• _CONSIGNE DONNÉE 1_: Recopiez mot pour mot le passage de l'extrait sur Jean-Pierre Petit qui va de "Âgé aujourd’hui de" jusqu'à "comme un affabulateur.".
• _CONSIGNE DONNÉE 2_: D'après l'extrait sur Jean-Pierre Petit, dans quel autre milieu que l'air la technologie MHD serait-elle applicable ?
• _CONSIGNE DONNÉE 3_: Rédigez la suite de l'extrait sur Jean-Pierre Petit, s'il vous plaît, en partant de sa dernière phrase.

• _EXTRAIT DU TEXTE_:
# # # # # # #
Âgé aujourd’hui de 81 ans il travaille toujours à l’élaboration d’un nouveau modèle cosmologique dont la validité aurait pour conséquence de rendre envisageables les voyages intergalactiques (projet Janus). Avec Jean-Pierre Petit on ne s’ennuie pas ...
Pour le commun des mortels Jean-Pierre Petit est donc un personnage complexe, difficile à cataloguer, esprit libre, authentique chercheur reconnu, considéré par certains comme un génie et par d’autres comme un affabulateur.
Revenons à la magnétohydrodynamique. Sans rentrer dans les aspects techniques complexes de cette discipline, on pourrait dire que le sujet centrale de la MHD, selon Jean-Pierre Petit lui-même est le suivant :
« Au coeur de cette recherche il y avait une idée passionnante : est-il possible de faire évoluer un engin dans l’air à vitesse supersonique, et même hypersonique, en air dense, sans créer de bang, d’onde de choc ? » (3) (4)
En gros il s’agirait de se débarrasser des effets du frottement de l’air avec la surface d’un corps en mouvement en l’enveloppant d’un « plasma onisé ». La propulsion MHD provoque une aspiration de l’air à l’avant de l’aéronef en mouvement, les frottements et donc la résistance du milieu (air dense) sont supprimés, le corps est aspiré comme dans le vide et peut atteindre rapidement des vitesses fulgurantes. Cette technologie serait applicable en milieu liquide également.
# # # # # # #
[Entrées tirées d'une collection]
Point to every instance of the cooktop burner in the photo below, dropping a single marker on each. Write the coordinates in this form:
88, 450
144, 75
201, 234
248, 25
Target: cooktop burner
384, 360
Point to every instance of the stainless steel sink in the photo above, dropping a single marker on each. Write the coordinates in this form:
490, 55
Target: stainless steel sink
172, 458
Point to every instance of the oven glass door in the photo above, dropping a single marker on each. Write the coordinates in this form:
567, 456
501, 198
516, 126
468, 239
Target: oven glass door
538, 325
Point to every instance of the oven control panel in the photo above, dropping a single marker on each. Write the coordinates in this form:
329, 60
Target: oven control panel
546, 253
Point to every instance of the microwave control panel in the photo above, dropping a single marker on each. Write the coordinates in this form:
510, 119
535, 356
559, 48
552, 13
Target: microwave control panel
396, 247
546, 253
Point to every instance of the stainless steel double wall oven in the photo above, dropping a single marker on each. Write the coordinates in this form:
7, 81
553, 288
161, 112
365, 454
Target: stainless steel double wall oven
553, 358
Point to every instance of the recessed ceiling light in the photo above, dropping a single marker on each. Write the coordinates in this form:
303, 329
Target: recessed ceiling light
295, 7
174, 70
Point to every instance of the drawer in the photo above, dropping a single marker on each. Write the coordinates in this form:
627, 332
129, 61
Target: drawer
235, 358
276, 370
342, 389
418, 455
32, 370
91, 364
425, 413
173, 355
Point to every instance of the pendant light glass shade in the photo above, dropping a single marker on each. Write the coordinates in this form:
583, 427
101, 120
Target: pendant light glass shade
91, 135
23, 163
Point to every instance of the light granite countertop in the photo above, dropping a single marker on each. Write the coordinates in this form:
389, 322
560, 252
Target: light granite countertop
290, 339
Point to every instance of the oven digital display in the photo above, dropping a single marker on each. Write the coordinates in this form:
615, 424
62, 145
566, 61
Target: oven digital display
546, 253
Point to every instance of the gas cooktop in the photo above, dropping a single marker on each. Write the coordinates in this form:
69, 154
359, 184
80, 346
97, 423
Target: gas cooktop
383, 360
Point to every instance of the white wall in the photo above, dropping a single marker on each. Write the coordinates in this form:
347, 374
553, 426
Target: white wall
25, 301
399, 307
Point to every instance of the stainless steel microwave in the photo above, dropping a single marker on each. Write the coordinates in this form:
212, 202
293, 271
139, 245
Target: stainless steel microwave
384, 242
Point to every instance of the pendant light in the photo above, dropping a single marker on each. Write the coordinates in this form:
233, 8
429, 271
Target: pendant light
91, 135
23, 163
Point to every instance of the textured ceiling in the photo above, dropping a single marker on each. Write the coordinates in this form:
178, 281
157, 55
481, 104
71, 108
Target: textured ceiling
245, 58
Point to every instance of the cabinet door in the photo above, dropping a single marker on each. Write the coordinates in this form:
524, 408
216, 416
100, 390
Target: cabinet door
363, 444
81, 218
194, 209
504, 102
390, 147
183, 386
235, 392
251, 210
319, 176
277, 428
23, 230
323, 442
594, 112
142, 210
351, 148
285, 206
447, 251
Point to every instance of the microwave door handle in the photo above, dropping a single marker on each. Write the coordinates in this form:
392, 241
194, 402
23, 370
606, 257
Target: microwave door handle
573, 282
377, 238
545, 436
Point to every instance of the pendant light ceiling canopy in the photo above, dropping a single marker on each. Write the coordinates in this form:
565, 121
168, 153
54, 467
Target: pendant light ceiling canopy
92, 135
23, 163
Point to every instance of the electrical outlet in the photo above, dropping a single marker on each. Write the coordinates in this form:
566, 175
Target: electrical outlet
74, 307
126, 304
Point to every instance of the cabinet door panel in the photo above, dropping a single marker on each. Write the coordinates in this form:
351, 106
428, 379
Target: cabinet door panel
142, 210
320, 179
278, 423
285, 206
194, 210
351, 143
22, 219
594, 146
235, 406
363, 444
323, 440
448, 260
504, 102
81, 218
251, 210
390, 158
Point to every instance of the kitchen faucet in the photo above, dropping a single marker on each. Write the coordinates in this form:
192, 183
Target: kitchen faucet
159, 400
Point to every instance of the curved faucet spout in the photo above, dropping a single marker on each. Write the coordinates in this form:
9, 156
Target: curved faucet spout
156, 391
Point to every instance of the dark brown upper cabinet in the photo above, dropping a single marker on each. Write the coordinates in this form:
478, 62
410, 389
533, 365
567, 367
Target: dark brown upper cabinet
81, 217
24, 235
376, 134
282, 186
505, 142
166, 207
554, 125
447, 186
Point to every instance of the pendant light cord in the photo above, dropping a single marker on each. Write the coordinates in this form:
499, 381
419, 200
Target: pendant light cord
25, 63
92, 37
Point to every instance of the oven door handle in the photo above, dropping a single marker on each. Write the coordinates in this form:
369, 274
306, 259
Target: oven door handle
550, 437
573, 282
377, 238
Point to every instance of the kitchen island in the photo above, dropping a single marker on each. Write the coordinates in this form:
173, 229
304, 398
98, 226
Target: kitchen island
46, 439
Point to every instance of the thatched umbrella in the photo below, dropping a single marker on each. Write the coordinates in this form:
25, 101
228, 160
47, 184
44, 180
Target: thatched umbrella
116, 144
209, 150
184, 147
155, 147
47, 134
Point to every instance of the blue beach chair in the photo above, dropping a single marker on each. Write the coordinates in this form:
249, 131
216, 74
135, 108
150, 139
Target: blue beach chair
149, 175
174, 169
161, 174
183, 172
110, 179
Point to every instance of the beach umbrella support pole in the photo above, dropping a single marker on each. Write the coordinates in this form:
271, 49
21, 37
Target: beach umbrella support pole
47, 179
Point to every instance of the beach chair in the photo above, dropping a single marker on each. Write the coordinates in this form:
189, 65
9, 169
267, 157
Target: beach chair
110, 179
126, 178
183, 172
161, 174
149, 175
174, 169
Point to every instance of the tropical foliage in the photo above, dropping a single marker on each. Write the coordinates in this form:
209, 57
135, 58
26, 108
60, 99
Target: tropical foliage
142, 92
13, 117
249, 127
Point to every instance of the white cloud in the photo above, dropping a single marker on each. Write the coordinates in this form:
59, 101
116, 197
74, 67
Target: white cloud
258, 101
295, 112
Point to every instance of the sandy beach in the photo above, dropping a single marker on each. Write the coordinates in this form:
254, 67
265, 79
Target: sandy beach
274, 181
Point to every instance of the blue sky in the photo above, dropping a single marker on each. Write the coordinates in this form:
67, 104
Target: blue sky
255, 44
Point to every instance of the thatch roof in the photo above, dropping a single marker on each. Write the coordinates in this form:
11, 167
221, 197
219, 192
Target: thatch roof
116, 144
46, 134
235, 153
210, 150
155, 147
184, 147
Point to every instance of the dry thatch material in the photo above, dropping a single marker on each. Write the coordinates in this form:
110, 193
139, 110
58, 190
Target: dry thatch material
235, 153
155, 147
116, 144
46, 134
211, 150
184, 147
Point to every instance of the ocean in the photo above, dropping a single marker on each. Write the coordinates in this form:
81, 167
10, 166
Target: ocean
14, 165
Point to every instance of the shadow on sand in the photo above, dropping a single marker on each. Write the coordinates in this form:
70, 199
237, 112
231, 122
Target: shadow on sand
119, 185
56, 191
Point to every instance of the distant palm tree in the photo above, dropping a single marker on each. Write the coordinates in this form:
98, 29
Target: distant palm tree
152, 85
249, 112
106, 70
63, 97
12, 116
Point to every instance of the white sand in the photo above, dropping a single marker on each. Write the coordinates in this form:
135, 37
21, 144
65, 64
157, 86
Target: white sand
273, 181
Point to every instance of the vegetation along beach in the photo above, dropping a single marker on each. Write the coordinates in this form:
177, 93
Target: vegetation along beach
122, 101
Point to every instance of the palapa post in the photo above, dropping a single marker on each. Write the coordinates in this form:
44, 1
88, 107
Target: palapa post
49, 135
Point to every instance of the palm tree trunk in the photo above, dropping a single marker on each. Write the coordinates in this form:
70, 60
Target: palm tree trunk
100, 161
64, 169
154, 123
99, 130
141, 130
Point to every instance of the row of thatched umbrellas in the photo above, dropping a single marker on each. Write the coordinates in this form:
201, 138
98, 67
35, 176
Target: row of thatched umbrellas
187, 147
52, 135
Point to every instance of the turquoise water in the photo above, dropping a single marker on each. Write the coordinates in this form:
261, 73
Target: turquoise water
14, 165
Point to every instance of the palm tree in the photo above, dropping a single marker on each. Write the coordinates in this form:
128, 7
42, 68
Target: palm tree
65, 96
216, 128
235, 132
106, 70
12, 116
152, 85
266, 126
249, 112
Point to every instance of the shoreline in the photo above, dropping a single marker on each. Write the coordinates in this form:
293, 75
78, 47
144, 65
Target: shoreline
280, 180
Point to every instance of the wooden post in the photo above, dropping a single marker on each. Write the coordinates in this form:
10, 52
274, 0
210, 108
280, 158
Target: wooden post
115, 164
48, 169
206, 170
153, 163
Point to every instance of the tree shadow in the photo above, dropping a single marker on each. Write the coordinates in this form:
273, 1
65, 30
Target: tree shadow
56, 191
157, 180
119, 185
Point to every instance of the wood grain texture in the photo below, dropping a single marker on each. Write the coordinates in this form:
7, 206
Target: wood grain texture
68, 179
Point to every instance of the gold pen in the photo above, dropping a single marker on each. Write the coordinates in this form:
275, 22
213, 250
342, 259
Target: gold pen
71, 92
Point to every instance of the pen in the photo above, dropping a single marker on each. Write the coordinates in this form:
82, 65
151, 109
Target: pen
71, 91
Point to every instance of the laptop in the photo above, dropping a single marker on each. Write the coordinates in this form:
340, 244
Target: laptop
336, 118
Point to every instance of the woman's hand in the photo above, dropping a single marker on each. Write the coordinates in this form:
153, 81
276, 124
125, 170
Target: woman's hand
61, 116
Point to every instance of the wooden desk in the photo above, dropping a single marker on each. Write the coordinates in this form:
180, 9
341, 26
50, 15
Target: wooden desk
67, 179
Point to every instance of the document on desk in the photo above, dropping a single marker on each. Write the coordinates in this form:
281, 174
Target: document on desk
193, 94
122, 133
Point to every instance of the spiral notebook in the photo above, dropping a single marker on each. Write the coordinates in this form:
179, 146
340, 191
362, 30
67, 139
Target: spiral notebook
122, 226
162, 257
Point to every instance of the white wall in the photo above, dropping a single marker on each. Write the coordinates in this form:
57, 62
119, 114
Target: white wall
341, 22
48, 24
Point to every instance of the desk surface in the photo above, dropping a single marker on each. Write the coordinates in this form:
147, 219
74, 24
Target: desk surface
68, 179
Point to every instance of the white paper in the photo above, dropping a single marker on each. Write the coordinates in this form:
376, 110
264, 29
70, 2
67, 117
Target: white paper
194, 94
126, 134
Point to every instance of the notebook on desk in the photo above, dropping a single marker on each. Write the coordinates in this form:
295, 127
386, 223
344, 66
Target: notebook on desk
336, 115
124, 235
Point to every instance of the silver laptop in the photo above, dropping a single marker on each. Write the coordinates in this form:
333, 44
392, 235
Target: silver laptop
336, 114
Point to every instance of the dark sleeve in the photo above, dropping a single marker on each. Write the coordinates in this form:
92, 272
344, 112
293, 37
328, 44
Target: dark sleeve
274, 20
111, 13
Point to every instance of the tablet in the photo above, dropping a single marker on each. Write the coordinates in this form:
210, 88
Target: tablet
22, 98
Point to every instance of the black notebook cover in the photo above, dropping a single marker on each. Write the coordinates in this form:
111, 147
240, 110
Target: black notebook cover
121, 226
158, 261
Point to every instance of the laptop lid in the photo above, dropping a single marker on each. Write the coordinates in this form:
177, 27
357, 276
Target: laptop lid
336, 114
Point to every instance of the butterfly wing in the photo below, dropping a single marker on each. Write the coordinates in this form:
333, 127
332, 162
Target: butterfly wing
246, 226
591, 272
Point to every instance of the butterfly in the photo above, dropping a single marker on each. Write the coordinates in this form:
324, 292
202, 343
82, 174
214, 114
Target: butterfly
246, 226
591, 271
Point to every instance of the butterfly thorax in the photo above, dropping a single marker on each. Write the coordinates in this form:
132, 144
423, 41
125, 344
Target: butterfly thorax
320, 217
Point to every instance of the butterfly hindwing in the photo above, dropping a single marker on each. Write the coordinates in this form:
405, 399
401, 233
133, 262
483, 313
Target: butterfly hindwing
# # # # # # #
• _RÉPONSE ATTENDUE 1_:
Âgé aujourd’hui de 81 ans il travaille toujours à l’élaboration d’un nouveau modèle cosmologique dont la validité aurait pour conséquence de rendre envisageables les voyages intergalactiques (projet Janus). Avec Jean-Pierre Petit on ne s’ennuie pas ...
Pour le commun des mortels Jean-Pierre Petit est donc un personnage complexe, difficile à cataloguer, esprit libre, authentique chercheur reconnu, considéré par certains comme un génie et par d’autres comme un affabulateur.

• _RÉPONSE ATTENDUE 2_: En milieu liquide.

• _RÉPONSE ATTENDUE 3_:
La technologie MHD permettrait par exemple à un aéronef de gagner rapidement l’ionosphère, à 60 km d’altitude, et ensuite de se déplacer en surfant (wave rider) comme un galet rebondit sur la surface de l’eau. Paris serait à 25 rebonds de New-York. (5) (6)
Dans une conférence en 2003 (7) Jean-Pierre Petit prétend que lors d’un certain congrès de Brighton auquel il participait en 2001 d’éminents spécialistes américains lui auraient confirmé l’existence aux USA d’engins volant avec la technologie MHD.
Sa thèse est que les laboratoires de recherche français ont fait de mauvais choix, influencés par les Américains qui ont prétendu abandonner ces recherches sans avenir, persuadant du coup les Français de faire de même, alors qu’en secret ils travaillaient dur sur le sujet. Ils maitriseraient cette technologie depuis les années 90 : projets Aurora, Ajax pour les Russes (mais abandonné dans les années 90 faute de moyens), dont on trouve de nombreuses vues d’artiste sur internet.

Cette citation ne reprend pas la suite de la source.